REQUEST A
Write out the passage from the forum thread on documenting Scrivener styles, starting at "I’ve been able" and ending at "screen as Attributes.".

Styles documentation

scrive · March 13, 2022, 5:02am

As a hyper-avid fan of Scrivener Styles, I have come to understand the need to document openly the code that is currently residing in my LaTeX (Memoir Book) > Styles Project Format.

Scrivener provides a powerful, structured format to enter the many options that Scrivener so carefully provides that facilitate the writing experience. With well over a hundred custom Styles that I have created to expand on the utility of using Scrivener+LaTeX, I am finding it cumbersome to create a summary of the code I’ve entered for those Styles.

My initial idea to create an open document to store Style codes and data has now expanded to eventually include ALL Project Format user-input data (as near-impossible as that might seem to me right now).

My first objective was to select a system, database or spreadsheet to store the user-defined data. Strangely enough (or perhaps not) I realized that a Scrivener project could provide the structure and flexibility that I’d need to hold the user-defined data, with an exceptional ability to process and output that data in whatever format I will need.

That brings me to my question (sorry that took so long).

With the help of the Forklift and Oxygen XML apps, I have been able to locate the Scrivener .scrivx file, and eventually open styles.xml that appears to contain most, if not all, of the used-defined Styles data in my project.

For reference, I have essentially zero knowledge or experience with XML.

I’ve been able to peek into the styles.xml file using the Oxygen app. I identified the entries I created in my own project’s Styles, along with the Styles that were included in the original General Non-Fiction (LaTeX) template. With zero XML knowledge, however, that is as far as I can go at the moment.

From this point, if anyone has any suggestion as to how I might extract the Styles user-defined data for eventual output as text, I would greatly appreciate it.

I realize that I will need some sort of an XML definition that lays out how the data is structured, which I do not currently have. It would appear, however, that at least part of that structure is defined on the right-side of the above screen as Attributes.

Any tidbits of insight to move me along to the next step would be welcome.

scrive

gr · March 13, 2022, 2:13pm

What you are seeing is chunks of RTF code embedded (CDATA) in XML code.

But I sincerely think this is a rabbit hole you should not go down. There is no benefit to you to try to decode this arcane data in order to catalogue your defined styles.

The only information about defined styles that you could be wanting to record are the very attributes you see when you apply the style. Given this, you should be able to construct your style catalogue this way: Make a fresh document and make a list of the names of your custom paragraph styles – one name per paragraph. Open the styles panel. Use it to turn each successive paragraph into the style whose name it bears. Next, go back to each paragraph and add a description of the styling you see there. Of course, the purpose of each style is important in your set up, so you can as well write that down while you are at it. Now you are done. You can repeat this process with another doc for your character styles.

Note that by proceeding this way all of your labor is directly “on task”, and this is how it will effect a savings over how you are currently proposing to pursue the matter.

AmberV · March 13, 2022, 2:52pm

Firstly, if you aren’t a programmer with a decent level of familiarity with using the XML libraries in your language of choice, I cannot imagine that hunting through raw XML by eye is any more efficient than just copying and pasting values out of the Styles compile format pane. Yeah, it’s a lot of tabbing through text fields and clicking through lists, but that’s exactly what you’d be doing in a raw XML file anyway, and at least in Scrivener there is some specialised interface for interacting with the elements.

EXTRACTED INFORMATION
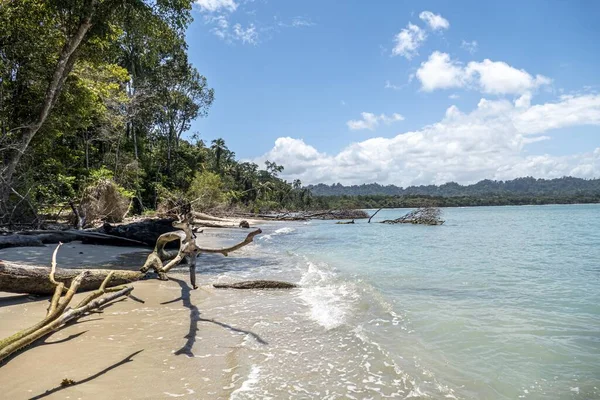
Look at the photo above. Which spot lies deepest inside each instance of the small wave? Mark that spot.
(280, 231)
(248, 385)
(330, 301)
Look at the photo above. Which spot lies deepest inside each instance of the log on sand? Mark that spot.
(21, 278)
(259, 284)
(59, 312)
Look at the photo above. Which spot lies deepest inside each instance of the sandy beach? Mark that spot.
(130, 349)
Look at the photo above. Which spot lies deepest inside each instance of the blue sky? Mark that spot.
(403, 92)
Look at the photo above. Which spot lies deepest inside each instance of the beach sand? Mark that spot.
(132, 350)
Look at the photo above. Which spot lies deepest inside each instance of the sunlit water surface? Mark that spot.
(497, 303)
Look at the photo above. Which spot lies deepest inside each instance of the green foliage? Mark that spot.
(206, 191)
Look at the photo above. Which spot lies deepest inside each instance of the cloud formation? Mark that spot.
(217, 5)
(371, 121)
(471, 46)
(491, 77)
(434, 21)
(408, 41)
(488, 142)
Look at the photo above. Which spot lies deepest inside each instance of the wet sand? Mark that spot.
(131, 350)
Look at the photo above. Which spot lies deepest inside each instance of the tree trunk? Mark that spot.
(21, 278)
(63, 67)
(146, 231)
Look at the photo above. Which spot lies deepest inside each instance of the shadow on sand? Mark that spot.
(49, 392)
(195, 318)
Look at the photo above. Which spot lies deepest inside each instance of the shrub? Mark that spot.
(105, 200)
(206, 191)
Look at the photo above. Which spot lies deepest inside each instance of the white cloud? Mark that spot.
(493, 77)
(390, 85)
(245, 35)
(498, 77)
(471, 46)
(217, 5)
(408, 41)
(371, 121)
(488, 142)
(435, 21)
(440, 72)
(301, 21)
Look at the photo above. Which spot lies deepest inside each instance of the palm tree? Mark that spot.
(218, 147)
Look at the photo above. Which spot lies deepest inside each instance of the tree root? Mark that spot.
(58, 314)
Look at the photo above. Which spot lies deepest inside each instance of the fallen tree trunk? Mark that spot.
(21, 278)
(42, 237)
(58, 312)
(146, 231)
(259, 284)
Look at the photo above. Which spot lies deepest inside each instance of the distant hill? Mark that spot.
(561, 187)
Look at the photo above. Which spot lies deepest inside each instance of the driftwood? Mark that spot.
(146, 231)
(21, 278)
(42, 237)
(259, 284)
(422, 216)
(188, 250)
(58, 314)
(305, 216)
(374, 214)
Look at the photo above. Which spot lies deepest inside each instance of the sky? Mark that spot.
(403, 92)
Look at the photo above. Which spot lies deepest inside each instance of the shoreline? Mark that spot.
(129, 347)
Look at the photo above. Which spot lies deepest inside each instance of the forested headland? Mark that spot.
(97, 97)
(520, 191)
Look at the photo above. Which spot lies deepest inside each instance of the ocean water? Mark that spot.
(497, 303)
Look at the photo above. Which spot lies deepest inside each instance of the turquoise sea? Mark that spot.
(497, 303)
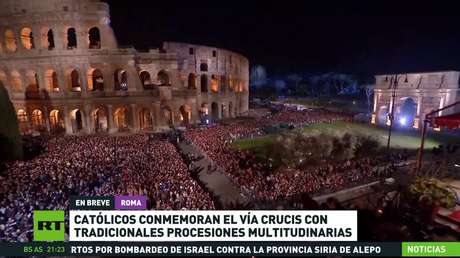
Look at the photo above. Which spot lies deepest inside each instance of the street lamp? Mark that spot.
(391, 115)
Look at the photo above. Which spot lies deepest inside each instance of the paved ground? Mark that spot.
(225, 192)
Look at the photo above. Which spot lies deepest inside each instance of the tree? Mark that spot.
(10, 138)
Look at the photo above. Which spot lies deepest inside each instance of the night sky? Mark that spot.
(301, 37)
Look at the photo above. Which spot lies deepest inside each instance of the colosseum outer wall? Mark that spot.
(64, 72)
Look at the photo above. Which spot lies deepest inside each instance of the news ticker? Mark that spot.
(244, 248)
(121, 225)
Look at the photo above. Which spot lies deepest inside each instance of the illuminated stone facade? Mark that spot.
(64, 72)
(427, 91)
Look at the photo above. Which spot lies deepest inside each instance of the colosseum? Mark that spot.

REQUEST B
Convert the rows into a Markdown table with the columns No. and Line, starting at the row that contains "the tree? Mark that spot." and ending at the last row. Leave out any blank lines.

COMPLETE RESPONSE A
I’ve been able to peek into the styles.xml file using the Oxygen app. I identified the entries I created in my own project’s Styles, along with the Styles that were included in the original General Non-Fiction (LaTeX) template. With zero XML knowledge, however, that is as far as I can go at the moment.

From this point, if anyone has any suggestion as to how I might extract the Styles user-defined data for eventual output as text, I would greatly appreciate it.

I realize that I will need some sort of an XML definition that lays out how the data is structured, which I do not currently have. It would appear, however, that at least part of that structure is defined on the right-side of the above screen as Attributes.

COMPLETE RESPONSE B
| No. | Line |
|---|---|
| 1 | Look at the photo above. Which spot lies deepest inside each instance of the tree? Mark that spot. |
| 2 | (10, 138) |
| 3 | Look at the photo above. Which spot lies deepest inside each instance of the night sky? Mark that spot. |
| 4 | (301, 37) |
| 5 | Look at the photo above. Which spot lies deepest inside each instance of the colosseum outer wall? Mark that spot. |
| 6 | (64, 72) |
| 7 | Look at the photo above. Which spot lies deepest inside each instance of the news ticker? Mark that spot. |
| 8 | (244, 248) |
| 9 | (121, 225) |
| 10 | Look at the photo above. Which spot lies deepest inside each instance of the illuminated stone facade? Mark that spot. |
| 11 | (64, 72) |
| 12 | (427, 91) |
| 13 | Look at the photo above. Which spot lies deepest inside each instance of the colosseum? Mark that spot. |